• Excerpted passage:
____________________

Differences between Mortgage Recast vs. Mortgage Refinance
Here’s a table of the differences between a mortgage recast and refinance
|Mortgage Recast||Mortgage Refinance|
|Interest Rate||Stays the same||Adjusted to new rate|
|Duration of Loan||Stays the same||Starts over as a new mortgage|
|Costs||$200-$300||$2,000 to $3,000|
|Time it takes||1-2 weeks||45-60 days|
|Time to Breakeven||< 1 year||Generally 1-3 years|
|Lump Sum Required||Yes, $5k+ (depending on bank)||Optional|
My Experiences with Recasting my Mortgage
So I had an opportunity to recast my rental property’s mortgage about a year ago. I had a pretty solid return in the stock market through January (before COVID really impacted the stock market) and decided to pull some of the gains to reduce my monthly mortgage. I called up my bank and they told me that I could reduce my monthly mortgage by several hundred dollars a month simply by making a large lump sum payment.
So I decided to do just that. I spoke with a representative and gave them permission to debit the lump sum from my checking account and then they sent me some paperwork to fill out. It was a super easy process and it took probably at most 2-weeks to do (When I say 2-weeks, it was basically me just waiting for them to process the paperwork, my part literally took 1 hour at most). The only annoying part about the whole process was the need to get some of the documents notarized.
As noted, it only cost $200-300 to do this mortgage recast and within 2 weeks, my next mortgage bill was several hundred dollars less which was great. For refinances, it generally takes 30+ days after your closing before your monthly mortgage is updated.
My Experiences with Refinancing my Mortgage
I’ve refinanced a few properties in my life and I will admit it’s kind of a chore since there’s a lot of paperwork to fill out and documentation that needs to be provided and sometimes by a certain date which can be difficult for those that don’t have a lot of flexibility during normal bank hours. It also takes a long time (generally 30 to 45 days) and you’re peppered with additional requests throughout the process.

____________________

• Dataset entries:
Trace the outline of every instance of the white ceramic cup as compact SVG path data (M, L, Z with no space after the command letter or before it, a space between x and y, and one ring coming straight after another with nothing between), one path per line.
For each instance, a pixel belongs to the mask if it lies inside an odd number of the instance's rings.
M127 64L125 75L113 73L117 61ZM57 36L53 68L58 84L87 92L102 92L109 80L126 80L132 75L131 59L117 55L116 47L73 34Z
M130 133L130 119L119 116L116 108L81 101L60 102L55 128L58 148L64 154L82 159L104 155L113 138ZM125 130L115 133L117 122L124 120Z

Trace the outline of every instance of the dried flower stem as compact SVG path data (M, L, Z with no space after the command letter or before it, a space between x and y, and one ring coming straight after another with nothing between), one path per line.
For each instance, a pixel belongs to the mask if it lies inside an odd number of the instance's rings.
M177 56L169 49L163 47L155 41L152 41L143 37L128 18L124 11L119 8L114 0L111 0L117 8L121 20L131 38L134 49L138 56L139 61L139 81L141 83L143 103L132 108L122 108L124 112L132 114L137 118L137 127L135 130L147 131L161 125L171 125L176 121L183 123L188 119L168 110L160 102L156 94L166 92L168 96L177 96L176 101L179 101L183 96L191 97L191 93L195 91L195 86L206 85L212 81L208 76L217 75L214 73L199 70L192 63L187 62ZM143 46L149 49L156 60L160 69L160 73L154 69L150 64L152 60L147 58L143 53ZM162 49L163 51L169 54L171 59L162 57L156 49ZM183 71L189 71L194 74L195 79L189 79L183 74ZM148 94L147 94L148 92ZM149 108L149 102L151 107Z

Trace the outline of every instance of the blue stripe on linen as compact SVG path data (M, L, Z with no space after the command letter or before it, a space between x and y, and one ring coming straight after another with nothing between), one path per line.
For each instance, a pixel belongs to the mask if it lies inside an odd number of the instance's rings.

____________________

• Exercise aim: Can you reproduce the mortgage recast vs. refinance text word for word, from "As noted, it" to "throughout the process."?

• Expected answer:
As noted, it only cost $200-300 to do this mortgage recast and within 2 weeks, my next mortgage bill was several hundred dollars less which was great. For refinances, it generally takes 30+ days after your closing before your monthly mortgage is updated.
My Experiences with Refinancing my Mortgage
I’ve refinanced a few properties in my life and I will admit it’s kind of a chore since there’s a lot of paperwork to fill out and documentation that needs to be provided and sometimes by a certain date which can be difficult for those that don’t have a lot of flexibility during normal bank hours. It also takes a long time (generally 30 to 45 days) and you’re peppered with additional requests throughout the process.